Agner`s CPU blog

Software optimization resources | E-mail subscription to this blog | www.agner.org

FP pipelines on Intel's Haswell core
Author:  Date: 2014-10-17 09:19
Agner wrote:

* There are two execution units for floating point multiplication and for fused multiply-and-add, but only one execution unit for floating point addition. This design appears to be suboptimal since floating point code typically contains more additions than multiplications.

McCalpin's Comments:
0. Definitely agree on the (typical) excess of FP Add over FP multiply operations. The ratios are mostly between 1:1 and 2:1, depending on the application area. I usually assume 1.5:1 in architectural analyses (while keeping in mind that this is a "fuzzy" estimate).
1. Of course one can always expand an FP Add into an FMA to run in the other pipeline. You need a YMM register to hold the dummy "1.0" multiplier values, but in principle it would not be difficult to teach a compiler this trick, along with suitable cost metrics to decide when to employ it.

• **Extracted entries**
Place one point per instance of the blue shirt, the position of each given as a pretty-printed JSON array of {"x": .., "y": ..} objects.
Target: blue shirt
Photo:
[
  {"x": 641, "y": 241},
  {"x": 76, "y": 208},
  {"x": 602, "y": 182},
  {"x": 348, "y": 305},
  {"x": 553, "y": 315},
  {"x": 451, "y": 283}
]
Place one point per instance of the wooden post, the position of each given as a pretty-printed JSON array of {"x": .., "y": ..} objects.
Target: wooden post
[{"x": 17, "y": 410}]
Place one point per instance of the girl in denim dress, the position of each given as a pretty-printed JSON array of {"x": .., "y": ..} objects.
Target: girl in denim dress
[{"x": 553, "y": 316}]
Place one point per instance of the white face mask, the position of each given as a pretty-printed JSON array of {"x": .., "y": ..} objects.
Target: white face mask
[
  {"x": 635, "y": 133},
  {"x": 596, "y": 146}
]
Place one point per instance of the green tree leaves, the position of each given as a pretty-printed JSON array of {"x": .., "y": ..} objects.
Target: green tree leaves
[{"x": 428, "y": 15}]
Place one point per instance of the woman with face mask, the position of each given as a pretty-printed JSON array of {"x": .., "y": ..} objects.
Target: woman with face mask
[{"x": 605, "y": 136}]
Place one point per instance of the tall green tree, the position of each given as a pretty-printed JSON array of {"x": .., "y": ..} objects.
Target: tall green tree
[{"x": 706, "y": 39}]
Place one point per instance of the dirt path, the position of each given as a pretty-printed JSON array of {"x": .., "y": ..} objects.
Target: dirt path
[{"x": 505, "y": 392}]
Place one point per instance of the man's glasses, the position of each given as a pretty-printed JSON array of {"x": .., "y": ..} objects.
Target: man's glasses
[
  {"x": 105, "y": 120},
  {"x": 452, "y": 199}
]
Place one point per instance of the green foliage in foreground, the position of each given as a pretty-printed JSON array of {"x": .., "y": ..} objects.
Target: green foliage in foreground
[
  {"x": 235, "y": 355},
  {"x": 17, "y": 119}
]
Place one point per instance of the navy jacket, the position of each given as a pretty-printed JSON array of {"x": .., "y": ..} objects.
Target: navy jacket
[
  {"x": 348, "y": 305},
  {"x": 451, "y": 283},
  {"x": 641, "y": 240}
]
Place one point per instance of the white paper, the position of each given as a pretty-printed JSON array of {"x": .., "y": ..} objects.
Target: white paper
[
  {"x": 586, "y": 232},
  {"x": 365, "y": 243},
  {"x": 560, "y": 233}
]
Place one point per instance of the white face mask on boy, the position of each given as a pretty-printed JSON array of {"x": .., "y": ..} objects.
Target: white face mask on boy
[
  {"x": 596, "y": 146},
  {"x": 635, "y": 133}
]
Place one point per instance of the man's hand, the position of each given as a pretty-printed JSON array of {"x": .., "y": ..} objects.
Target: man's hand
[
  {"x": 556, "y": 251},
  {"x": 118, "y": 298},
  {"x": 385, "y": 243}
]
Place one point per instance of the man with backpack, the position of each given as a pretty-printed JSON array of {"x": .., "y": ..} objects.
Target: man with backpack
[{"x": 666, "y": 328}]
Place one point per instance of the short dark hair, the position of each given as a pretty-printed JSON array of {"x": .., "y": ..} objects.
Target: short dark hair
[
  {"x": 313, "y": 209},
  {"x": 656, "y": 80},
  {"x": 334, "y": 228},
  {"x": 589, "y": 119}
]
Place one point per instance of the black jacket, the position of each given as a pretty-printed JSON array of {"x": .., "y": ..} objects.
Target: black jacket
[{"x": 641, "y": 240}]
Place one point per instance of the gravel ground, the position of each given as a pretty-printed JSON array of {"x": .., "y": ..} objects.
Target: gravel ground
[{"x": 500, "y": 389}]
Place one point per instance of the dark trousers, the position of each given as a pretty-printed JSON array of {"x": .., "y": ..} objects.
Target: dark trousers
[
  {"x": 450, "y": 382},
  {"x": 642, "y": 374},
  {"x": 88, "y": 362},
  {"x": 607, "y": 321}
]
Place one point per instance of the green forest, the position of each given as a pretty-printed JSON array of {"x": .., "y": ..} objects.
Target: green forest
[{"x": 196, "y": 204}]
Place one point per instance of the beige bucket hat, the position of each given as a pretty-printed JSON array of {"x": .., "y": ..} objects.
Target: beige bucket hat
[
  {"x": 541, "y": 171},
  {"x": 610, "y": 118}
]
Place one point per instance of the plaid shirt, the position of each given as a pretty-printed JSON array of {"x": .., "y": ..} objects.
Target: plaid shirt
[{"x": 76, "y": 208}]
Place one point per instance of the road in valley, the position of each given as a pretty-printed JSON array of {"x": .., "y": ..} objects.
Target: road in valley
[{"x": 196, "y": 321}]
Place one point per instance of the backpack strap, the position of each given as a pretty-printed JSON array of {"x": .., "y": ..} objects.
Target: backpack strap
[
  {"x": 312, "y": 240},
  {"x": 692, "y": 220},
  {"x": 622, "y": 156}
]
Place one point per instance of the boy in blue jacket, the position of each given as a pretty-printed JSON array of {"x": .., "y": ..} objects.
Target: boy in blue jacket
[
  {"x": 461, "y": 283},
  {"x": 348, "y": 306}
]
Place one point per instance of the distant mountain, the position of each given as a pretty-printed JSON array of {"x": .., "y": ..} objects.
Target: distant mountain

• **Exercise objective**
Copy the stretch of the Haswell pipelines post from "FP pipelines on" through "additions than multiplications.", swapping "suboptimal" for "less than ideal". The items play no part in what follows.

• **Result**
FP pipelines on Intel's Haswell core
Author:  Date: 2014-10-17 09:19
Agner wrote:

* There are two execution units for floating point multiplication and for fused multiply-and-add, but only one execution unit for floating point addition. This design appears to be less than ideal since floating point code typically contains more additions than multiplications.